**Sayfa Alıntısı**
»»

MUSTAFA KÖKER

LONDRA

‘Taş Mezar’, Ahmet Ferruh Öncü’nün, ilk kitabı. Geçtiğimiz günlerde MOTTO yayınları arasında piyasaya çıktı.

Taş Mezar’, ‘Ya Devlet Başa Ya Kuzgun Leşe’ alt başlığı ile çıkan kitapta, 17 Aralık 2014 tarihinde Almanya’da tutuklanan,  Almanya’nın o dönem “Türk James Bond’u” olarak medyada tanıttığı, Muhammed Taha Gergerlioğlu’nun 11 ay süreyle hapishanede yaşadıkları anlatılıyor.

Takvim Gazetesi Genel Yayın Yönetmeni Ergün Diler’in önsözü ile 342 sayfa olarak yayınlanan kitap, Belgesel-Roman türünde ama yepyeni bir üslupla okurlara ulaştı.

Emniyet eski müdürlerinden FETÖ kumpası ile hapse düşen Hanefi Avcı’nın da değerlendirme yazısıyla katkıda bulunduğu kitap değişik bölümlerden oluşan ve okuyucuyu adeta sürükleyen tarzı ile kitapçı raflarını uzun süre işgal etmeye aday.

Muhammed Taha Gergerlioğlu’nun tutuklanmasından, mahkemeye çıkarılmasına kadar geçen 11 aylık sürede Almanya cezaevlerindeki hücre hayatında karşılaştığı işkencelerin yalın şekilde anlatıldığı kitap, FETÖ – Almanya ilişkisi ile ilgili de çarpıcı ipuçlarını kapsıyor.

‘Türk Casus’ suçlamasıyla tutuklanıp Almanya hapishanelerinde hücreye atılan Gergerlioğlu ile Türkiye aleyhine casusluk yapma suçlamasıyla Türkiye’de hapis yatan ve Almanya’ya kaçan Can Dündar’ın cezaevi hayatlarıyla ilgili analizin de yeraldığı kitap, heyecanla okunmaya namzet bir eser.

Öncü ile Londra kent merkezinde buluşup, kitabını konuştuk. Biz sorduk, o cevapladı.

-‘Taş Mezar’ ilk kitap çalışmanız mı oluyor?

Evet, ilk kitap çalışmam.

-Kitap yazma fikri nasıl oluştu?

Uzun zamandır düşündüğüm ve bir miktarda hazırlığına başladığım bir kitap çalışması vardı ama o bu kitaptan farklı bir çalışma olacaktı. Ancak “Taş Mezar”ın kahramanı olan Taha Gergerlioğlu’nun Almanya’da hapisten çıkmasından sonra onunla görüşmemizle bu kitap fikri ortaya çıktı. Benim için de enteresan oldu, ben de hiç tahmin etmezdim böyle bir kitap yazacağımı.

-‘Taş Mezar’ roman gibi ama değil, öykü hiç değil... Ara bölmeler, ve her bölüme serpiştirilmiş sözlerle, mısralarla farklı bir deneme gibi geldi... Bu tarz bir çalışma yaparken bir yerden mi esinlendiniz? Ya da bir başka deyişle yeni bir tarz mı denediniz?

««

Veri kümesi alıntısı
»»

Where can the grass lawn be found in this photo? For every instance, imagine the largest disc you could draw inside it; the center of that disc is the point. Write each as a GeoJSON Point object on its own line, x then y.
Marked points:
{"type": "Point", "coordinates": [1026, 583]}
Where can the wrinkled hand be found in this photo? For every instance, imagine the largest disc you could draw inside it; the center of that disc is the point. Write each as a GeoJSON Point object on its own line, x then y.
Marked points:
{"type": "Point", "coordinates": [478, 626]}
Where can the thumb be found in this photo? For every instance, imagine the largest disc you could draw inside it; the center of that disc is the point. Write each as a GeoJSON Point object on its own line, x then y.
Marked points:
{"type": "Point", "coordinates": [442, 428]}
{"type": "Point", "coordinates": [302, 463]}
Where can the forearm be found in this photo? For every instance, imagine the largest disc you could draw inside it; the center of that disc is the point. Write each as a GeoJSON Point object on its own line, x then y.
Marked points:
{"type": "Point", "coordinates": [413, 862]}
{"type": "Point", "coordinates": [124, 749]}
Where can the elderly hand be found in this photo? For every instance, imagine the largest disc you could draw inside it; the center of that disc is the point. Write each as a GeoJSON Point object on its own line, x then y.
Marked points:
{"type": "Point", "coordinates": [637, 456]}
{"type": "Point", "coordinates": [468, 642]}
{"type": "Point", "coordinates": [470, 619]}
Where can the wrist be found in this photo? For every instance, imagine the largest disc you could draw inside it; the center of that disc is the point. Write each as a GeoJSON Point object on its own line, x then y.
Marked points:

««

**Çözülecek Problemler**
a) Lütfen kayıtlarda "each" sözcüğünü içeren satırları bulun ve her birini aynen kopyalayın.
b) 'Taş Mezar' kitabı üzerine yapılan söyleşinin, metnin son cümlesinden sonraki devamını yazın.
Metin ile kayıtlar arasında herhangi bir bağlantı yoktur.

**Görev Yanıtları**
a)
Where can the grass lawn be found in this photo? For every instance, imagine the largest disc you could draw inside it; the center of that disc is the point. Write each as a GeoJSON Point object on its own line, x then y.
Where can the wrinkled hand be found in this photo? For every instance, imagine the largest disc you could draw inside it; the center of that disc is the point. Write each as a GeoJSON Point object on its own line, x then y.
Where can the thumb be found in this photo? For every instance, imagine the largest disc you could draw inside it; the center of that disc is the point. Write each as a GeoJSON Point object on its own line, x then y.
Where can the forearm be found in this photo? For every instance, imagine the largest disc you could draw inside it; the center of that disc is the point. Write each as a GeoJSON Point object on its own line, x then y.
Where can the elderly hand be found in this photo? For every instance, imagine the largest disc you could draw inside it; the center of that disc is the point. Write each as a GeoJSON Point object on its own line, x then y.
Where can the wrist be found in this photo? For every instance, imagine the largest disc you could draw inside it; the center of that disc is the point. Write each as a GeoJSON Point object on its own line, x then y.

b)
Evet farklı bir çalışma oldu. Açıkçası hiçbir yerden esinlenmedim. Bu tarz bu şekilde yazılmış bir kitapla da karşılaşmadım daha önce. Belki yazılmış örnekleri vardır.

Almanya’da yaşanan bu insanlık dışı olaylar zincirini Taha Bey’den ve şahitlerinden dinlerken hep zihnimde bu hadiselerin çok farklı bir üslupla anlatılması vardı. Dümdüz bir söyleşi kitabı yapsam çok sıkıcı olabilirdi ya da tüm hikâyeyi bir roman olarak yazsam, gerçekliğiyle ilgili şüphe uyanabilirdi. Okuyucu açısından inandırıcılığını yitirebilirdi. Ben de bu ikisi arası bir tarz benimsedim.  

Okuyucu gerçek olayları film izler gibi hayalinde canlandırabilsin istedim. Ama diğer taraftan bir belgeseldeki gibi,  yazar olarak ben de aralara girip yorumlarımı yaparak okuyucunun dikkatini hadiselerin derinliklere çekmeye çalıştım. İnşaAllah başarılı olabilmişimdir.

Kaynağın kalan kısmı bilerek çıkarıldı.